Richard Heinberg's Oil Depletion Protocol on the surface sounds reasonable but the algorithm doesn't hold up as anything unique on closer inspection. He tries to describe it in layman's terms:
How Would It Work?

The idea of the Protocol is inherently straightforward: oil importing nations would agree to reduce their imports by an agreed-upon yearly percentage (the World Oil Depletion Rate), while exporting countries would agree to reduce their rate of exports by their national Depletion Rate.

The concept of the Depletion Rate is perhaps the most challenging technical aspect of the Protocol, yet even it is easy to grasp given a little thought. Clearly, each country has a finite endowment of oil from nature; thus, when the first barrel has been extracted, there is accordingly one less left for the future. What is left for the future consists of two elements: first, how much remains in known oilfields, termed Remaining Reserves; and second, how much remains to be found in the future (termed Yet-to-Find). How much is Yet-to-Find may be reasonably estimated by extrapolating the discovery trend of the past. The Depletion Rate equals the total yet-to-produce divided by the yearly amount currently being extracted.
Maybe the math and long division tempts people to think it means more than it does. In fact, the premise looks utterly meaningless to me. In actuality, apart from what goes into storage vaults like the Strategic Petroleum Reserve, the world already imports almost exactly the amount of petroleum that it exports. Reducing exports means reducing imports, however one wants to parse it.

Set tasks:
A) Answer these questions using the passage on the Oil Depletion Protocol.
(i) By what amount would oil importing nations agree to reduce their imports each year?
(ii) What two elements make up what is left for the future?
(iii) What does the writer exclude when saying the world already imports almost exactly the amount of petroleum that it exports?
B) Duplicate the part of the passage on the Oil Depletion Protocol starting with "The idea of" and going on through "national Depletion Rate.".

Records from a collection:
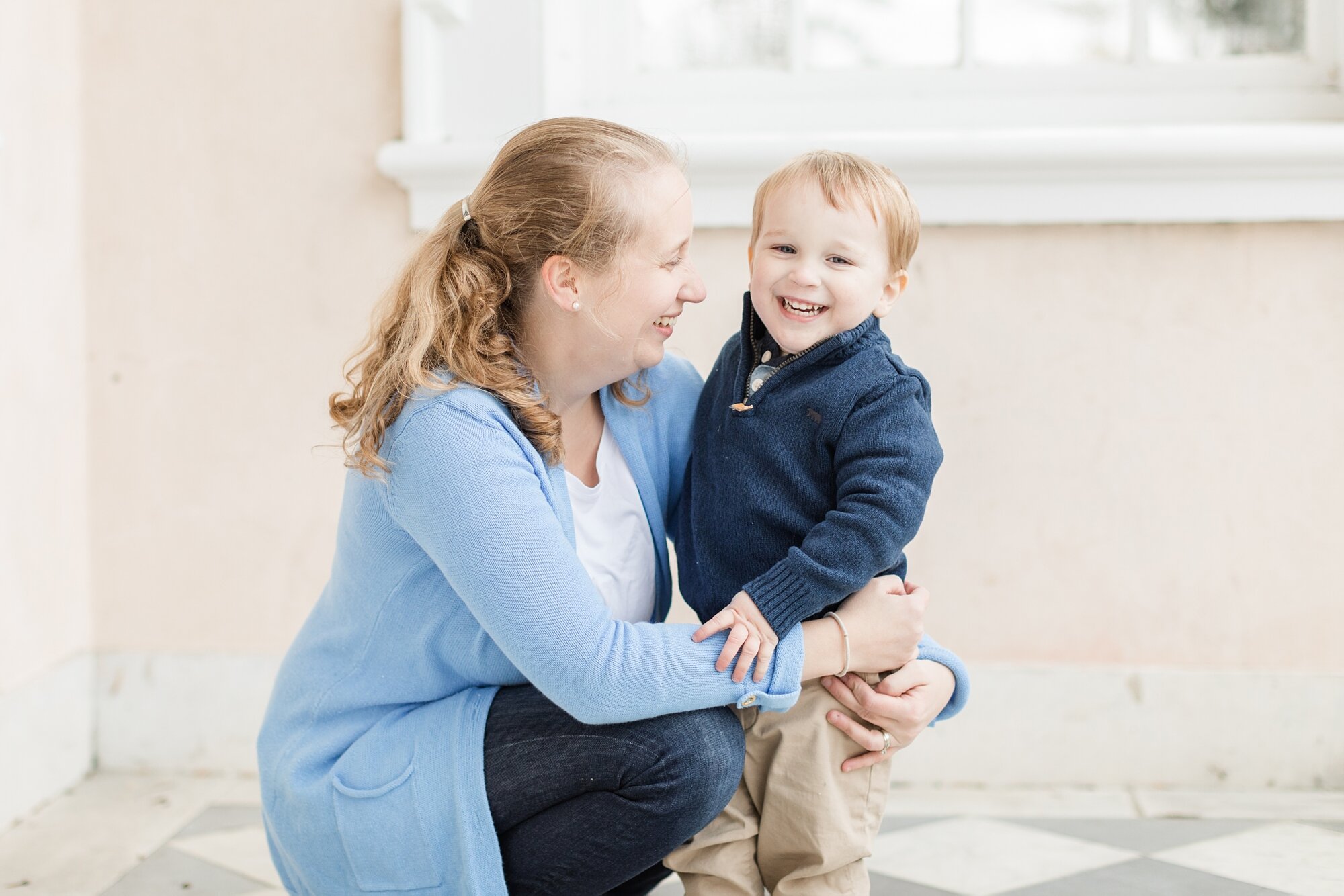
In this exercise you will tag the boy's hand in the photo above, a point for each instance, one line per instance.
(751, 636)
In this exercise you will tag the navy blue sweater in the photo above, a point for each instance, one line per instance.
(808, 488)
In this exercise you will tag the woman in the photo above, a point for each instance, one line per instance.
(392, 758)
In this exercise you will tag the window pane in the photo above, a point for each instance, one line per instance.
(882, 34)
(1050, 33)
(1193, 30)
(714, 34)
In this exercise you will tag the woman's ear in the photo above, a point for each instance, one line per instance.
(560, 281)
(890, 294)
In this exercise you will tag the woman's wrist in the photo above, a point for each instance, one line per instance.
(823, 648)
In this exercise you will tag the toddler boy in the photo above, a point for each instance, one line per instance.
(812, 465)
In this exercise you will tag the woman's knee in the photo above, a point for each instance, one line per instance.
(708, 749)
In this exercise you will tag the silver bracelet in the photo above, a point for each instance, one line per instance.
(845, 635)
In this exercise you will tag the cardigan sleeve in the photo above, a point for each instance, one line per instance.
(466, 490)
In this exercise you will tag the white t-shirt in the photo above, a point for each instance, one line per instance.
(614, 537)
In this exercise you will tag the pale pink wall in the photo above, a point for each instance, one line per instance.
(45, 601)
(1142, 424)
(239, 237)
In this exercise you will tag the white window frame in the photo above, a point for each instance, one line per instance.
(1107, 147)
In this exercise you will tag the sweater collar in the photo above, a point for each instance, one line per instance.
(753, 332)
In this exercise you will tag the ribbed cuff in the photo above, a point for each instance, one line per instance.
(783, 598)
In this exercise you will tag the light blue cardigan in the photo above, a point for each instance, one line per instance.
(454, 577)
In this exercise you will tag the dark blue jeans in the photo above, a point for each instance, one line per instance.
(593, 809)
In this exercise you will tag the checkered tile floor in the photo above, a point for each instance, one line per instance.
(221, 852)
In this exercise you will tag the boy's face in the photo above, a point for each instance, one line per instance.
(819, 271)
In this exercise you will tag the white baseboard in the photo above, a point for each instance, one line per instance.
(1105, 726)
(1040, 726)
(182, 713)
(46, 737)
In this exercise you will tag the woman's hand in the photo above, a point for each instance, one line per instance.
(751, 637)
(902, 705)
(885, 621)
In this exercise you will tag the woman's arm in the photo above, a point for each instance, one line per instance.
(464, 488)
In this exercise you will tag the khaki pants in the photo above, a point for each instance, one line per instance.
(796, 824)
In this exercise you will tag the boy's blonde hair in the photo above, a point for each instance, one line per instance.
(558, 187)
(849, 181)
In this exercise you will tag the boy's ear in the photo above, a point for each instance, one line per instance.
(890, 294)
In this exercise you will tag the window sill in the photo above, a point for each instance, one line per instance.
(1162, 174)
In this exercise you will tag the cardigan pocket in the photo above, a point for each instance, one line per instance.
(382, 834)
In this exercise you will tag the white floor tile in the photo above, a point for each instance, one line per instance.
(85, 840)
(1318, 805)
(1295, 859)
(979, 856)
(1001, 803)
(240, 850)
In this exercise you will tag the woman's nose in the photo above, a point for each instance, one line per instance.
(693, 291)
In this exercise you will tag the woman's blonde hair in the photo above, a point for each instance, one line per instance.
(558, 187)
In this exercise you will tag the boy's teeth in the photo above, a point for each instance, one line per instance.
(802, 308)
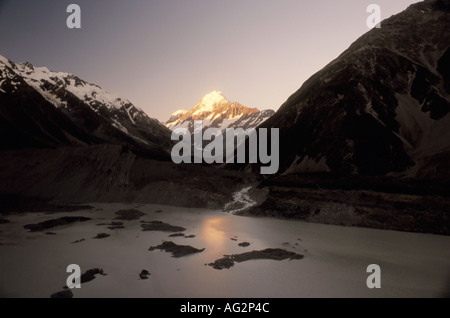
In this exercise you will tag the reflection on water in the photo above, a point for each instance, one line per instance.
(213, 231)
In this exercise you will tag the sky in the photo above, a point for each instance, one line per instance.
(164, 55)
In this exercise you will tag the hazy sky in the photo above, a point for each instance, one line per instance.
(164, 55)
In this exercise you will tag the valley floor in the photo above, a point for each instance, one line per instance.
(33, 264)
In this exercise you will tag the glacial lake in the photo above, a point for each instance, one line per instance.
(33, 264)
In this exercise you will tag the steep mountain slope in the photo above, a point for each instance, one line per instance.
(381, 107)
(218, 112)
(39, 107)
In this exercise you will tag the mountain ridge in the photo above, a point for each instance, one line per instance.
(376, 108)
(216, 111)
(93, 112)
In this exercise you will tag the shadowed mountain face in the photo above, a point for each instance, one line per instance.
(41, 108)
(381, 107)
(68, 140)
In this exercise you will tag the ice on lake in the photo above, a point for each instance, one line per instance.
(335, 262)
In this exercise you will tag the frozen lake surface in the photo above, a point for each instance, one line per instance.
(335, 262)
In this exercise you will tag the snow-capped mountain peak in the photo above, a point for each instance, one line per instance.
(210, 101)
(217, 111)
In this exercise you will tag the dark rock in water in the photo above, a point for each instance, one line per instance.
(176, 235)
(102, 235)
(144, 274)
(90, 275)
(113, 225)
(55, 222)
(4, 221)
(269, 253)
(161, 226)
(129, 215)
(63, 294)
(176, 250)
(181, 234)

Solved tasks:
A)
(i) They would reduce their imports by an agreed-upon yearly percentage, called the World Oil Depletion Rate.
(ii) The two elements are how much remains in known oilfields, termed Remaining Reserves, and how much remains to be found in the future, termed Yet-to-Find.
(iii) The writer excludes what goes into storage vaults like the Strategic Petroleum Reserve.

B)
The idea of the Protocol is inherently straightforward: oil importing nations would agree to reduce their imports by an agreed-upon yearly percentage (the World Oil Depletion Rate), while exporting countries would agree to reduce their rate of exports by their national Depletion Rate.